### ACTION ITEM
Resume the Phabricator thread about access to the analytics cluster, continuing it after its last comment.

#### SELECTED EXTRACT

Page MenuHomePhabricator

Request access to analytics cluster for Alaa Sarhan
Closed, ResolvedPublic

Description

I am from Wikidata team and would like to get access to analytics cluster in order to be able to do the following:

  • access to hadoop/logstash in order to perform data-analysis to support product/technical decisions

My ldap username: "alaasarhan"

Event Timeline

@alaa_wmde this requires explicit approval here on task from your manager at WMDE and from @Nuria (added in copy) from the Analytics team at WMF.

Volans triaged this task as Medium priority.May 20 2019, 2:49 PM

hi! I am @alaa_wmde's manager at WMDE and hereby I approve that Alaa gets the access needed

Logstash and hadoop are two different systems , do you need access to both?

Hi @Nuria yes access to both would be ideal .. thank you

@alaa_wmde Can you be a bit more specific as to what data you need access to? So you know Logstash and hadoop do not share any data, maybe an example or use case of what you are trying to do will help.

hi @Nuria

Yeap I actually have access to logstash already. I must have confused it somehow into thinking that there's another logstash for analytics or something.

This means this request is only about hadoop for anlaytics purposes. One example case I need such access for from recent work is to query how many requests we get to a certain endpoints, with some filtering on the parameters used on those calls.

hashar subscribed.

Removing Release-Engineering-Team since there is already deployment/logstash access :]

@alaa_wmde you might already have access to http://pivot.wikimedia.org/ which is a nice GUI frontend and lets one extract some useful informations about queries. The data set I keep using:

webrequest_sampled_128

All web requests received for all projects sampled to 1/128.

It is sampled and only kept for a week, so it is not as powerful as Hadoop :]

@alaa_wmde please check if you have access to turnilo (before known as pivot) as @hashar mentioned this is probably a good tool to find answers to your questions.

Please see https://turnilo.wikimedia.org/#webrequest_sampled_128 and https://wikitech.wikimedia.org/wiki/Analytics/Systems/Turnilo-Pivot#Access if you do not have access to turnilo.

In order to gain access to hadoop you need: https://wikitech.wikimedia.org/wiki/Production_shell_access (now, per your use case I think turnilo is a much better way to get the data you need, should be pretty small and there is no need to comb terabytes of data)

@alaa_wmde If turnilo is enough for analysis, should we mark this as resolved?

Hello .. apologies for not replying sooner and thanks @hashar for pinging me directly about it :)

I will follow the links, indeed I should have access to turnilo as I already have signed nda and have logstash access. Will update this task once I either got access or faced a problem getting it.

########
#### RECORDS SHOWN

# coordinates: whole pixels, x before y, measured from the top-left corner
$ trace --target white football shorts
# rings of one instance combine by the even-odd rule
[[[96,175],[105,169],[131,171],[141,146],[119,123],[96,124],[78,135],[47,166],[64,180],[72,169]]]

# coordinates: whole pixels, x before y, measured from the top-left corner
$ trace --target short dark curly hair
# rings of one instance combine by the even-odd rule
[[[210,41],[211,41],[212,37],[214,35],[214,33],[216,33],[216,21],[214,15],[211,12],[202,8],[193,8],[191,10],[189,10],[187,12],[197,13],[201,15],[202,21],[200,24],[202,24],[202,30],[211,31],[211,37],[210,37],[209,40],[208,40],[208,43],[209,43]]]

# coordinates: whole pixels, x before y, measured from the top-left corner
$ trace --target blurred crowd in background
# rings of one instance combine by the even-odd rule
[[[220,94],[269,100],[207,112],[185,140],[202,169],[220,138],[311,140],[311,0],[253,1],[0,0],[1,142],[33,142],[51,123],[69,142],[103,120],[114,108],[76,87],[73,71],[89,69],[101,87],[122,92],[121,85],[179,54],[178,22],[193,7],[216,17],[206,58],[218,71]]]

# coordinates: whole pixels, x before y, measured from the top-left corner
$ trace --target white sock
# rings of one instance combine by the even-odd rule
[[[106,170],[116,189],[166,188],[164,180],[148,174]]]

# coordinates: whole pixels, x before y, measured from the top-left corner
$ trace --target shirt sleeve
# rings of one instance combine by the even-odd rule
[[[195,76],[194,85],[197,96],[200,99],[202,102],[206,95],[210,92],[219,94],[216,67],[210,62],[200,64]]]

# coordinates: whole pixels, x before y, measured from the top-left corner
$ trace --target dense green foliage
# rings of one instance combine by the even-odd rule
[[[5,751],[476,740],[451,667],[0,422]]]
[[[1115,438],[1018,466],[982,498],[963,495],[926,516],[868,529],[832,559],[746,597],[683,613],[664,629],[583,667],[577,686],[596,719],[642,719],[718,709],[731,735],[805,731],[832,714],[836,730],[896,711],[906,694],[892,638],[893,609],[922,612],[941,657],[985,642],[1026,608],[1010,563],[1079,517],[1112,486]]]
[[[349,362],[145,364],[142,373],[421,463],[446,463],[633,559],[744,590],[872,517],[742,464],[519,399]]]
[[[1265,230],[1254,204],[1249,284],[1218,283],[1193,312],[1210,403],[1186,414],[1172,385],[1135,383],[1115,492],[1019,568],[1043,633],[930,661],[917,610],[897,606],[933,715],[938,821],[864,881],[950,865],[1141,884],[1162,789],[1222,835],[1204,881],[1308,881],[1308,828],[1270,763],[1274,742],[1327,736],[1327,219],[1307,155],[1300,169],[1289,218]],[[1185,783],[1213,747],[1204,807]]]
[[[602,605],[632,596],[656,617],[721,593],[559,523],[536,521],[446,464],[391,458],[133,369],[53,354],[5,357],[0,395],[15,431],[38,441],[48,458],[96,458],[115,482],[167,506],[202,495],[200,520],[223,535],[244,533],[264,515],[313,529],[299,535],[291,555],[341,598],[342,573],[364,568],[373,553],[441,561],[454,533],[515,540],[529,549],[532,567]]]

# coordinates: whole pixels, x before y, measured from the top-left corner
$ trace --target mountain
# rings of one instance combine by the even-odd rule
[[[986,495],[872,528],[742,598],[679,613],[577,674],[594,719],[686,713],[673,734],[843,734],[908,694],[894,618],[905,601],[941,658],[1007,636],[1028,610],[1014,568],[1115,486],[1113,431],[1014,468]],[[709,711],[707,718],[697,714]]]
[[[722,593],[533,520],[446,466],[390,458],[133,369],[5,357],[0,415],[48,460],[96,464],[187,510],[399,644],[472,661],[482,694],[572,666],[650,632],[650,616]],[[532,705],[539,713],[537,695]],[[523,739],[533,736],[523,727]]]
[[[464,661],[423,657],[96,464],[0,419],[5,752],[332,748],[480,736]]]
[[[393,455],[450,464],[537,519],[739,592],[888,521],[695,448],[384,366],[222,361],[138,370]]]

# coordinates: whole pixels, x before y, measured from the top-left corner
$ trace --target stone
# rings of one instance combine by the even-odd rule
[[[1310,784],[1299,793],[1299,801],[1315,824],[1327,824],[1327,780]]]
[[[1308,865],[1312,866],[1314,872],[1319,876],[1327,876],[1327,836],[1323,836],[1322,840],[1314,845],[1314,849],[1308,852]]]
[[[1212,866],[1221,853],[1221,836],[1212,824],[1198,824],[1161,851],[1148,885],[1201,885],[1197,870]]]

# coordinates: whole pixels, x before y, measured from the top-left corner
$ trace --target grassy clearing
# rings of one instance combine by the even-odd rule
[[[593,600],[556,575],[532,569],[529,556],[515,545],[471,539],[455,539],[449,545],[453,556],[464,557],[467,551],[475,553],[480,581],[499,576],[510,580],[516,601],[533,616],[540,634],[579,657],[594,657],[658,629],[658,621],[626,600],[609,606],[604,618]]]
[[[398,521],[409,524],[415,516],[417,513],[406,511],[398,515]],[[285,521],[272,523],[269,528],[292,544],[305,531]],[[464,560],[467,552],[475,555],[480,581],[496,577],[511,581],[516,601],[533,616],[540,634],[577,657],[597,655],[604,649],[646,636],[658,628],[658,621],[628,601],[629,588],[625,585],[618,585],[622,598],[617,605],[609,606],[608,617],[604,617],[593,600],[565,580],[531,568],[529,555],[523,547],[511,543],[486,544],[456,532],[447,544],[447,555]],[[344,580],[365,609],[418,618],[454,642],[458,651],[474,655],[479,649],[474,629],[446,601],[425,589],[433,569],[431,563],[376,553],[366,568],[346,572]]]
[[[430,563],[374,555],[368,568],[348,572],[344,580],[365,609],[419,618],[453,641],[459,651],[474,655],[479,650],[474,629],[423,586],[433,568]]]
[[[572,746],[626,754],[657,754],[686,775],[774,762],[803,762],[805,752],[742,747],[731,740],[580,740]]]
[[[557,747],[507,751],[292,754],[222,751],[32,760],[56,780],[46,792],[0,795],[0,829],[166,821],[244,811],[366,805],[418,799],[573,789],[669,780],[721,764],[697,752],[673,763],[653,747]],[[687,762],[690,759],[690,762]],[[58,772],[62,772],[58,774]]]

########

### RESPONSE BELOW
In order to gain access to hadoop you need: https://wikitech.wikimedia.org/wiki/Production_shell_access (now, per your use case I think turnilo is a much better way to get the data you need, should be pretty small and there is no need to comb terabytes of data)

I have a separate requets for Production shell access T223698: Request access to deployment cluster for Alaa Sarhan. Though it is definitely good to know about turnilo and activate it as it might be enough/faster to run some inquires than on hadoop for some cases.

@alaa_wmde If turnilo is enough for analysis, should we mark this as resolved?

I will probably still need to have hadoop access at some point, as some inquiries might not be fulfilled by turnilo with the sampling and 1-week lifetime of data limitations.
Though I'm definitely fine if you prefer to resolve this task for now and open another one later when hadoop access is needed next time, or putting it on hold/waiting. Whatever suits your process is fine by me ;)

I will probably still need to have hadoop access at some point, as some inquiries might not be fulfilled by turnilo with the sampling and 1-week lifetime of data limitations.

I think you need to look at data in turnilo a bit , most data is not sampled and all datasets (but one) are retained further than 1 week. Most are retained forever as it is aggregated data

Hi there, so apparently I am not in nda group yet (as seen here https://tools.wmflabs.org/wmde-access/) for some reason. I signed the NDA on Feb 1 2019, 2:36 PM (as seen when I visit https://phabricator.wikimedia.org/L37. Or are we talking about another NDA to be signed here?

@alaa_wmde NDA permissions in genral for wmde staff is being discussed on a different ticket https://phabricator.wikimedia.org/T225004. however as @RStallman-legalteam has confirmed your NDA status in that ticket, i have now added you and you should be able to access turnilo

alaa_wmde claimed this task.

yeap confirmed.. I can access Turnilo now. Resolving it for now, and a new one for access to hadoop would be created if needed again.

Thanks everyone for being patient on me and for your help getting there!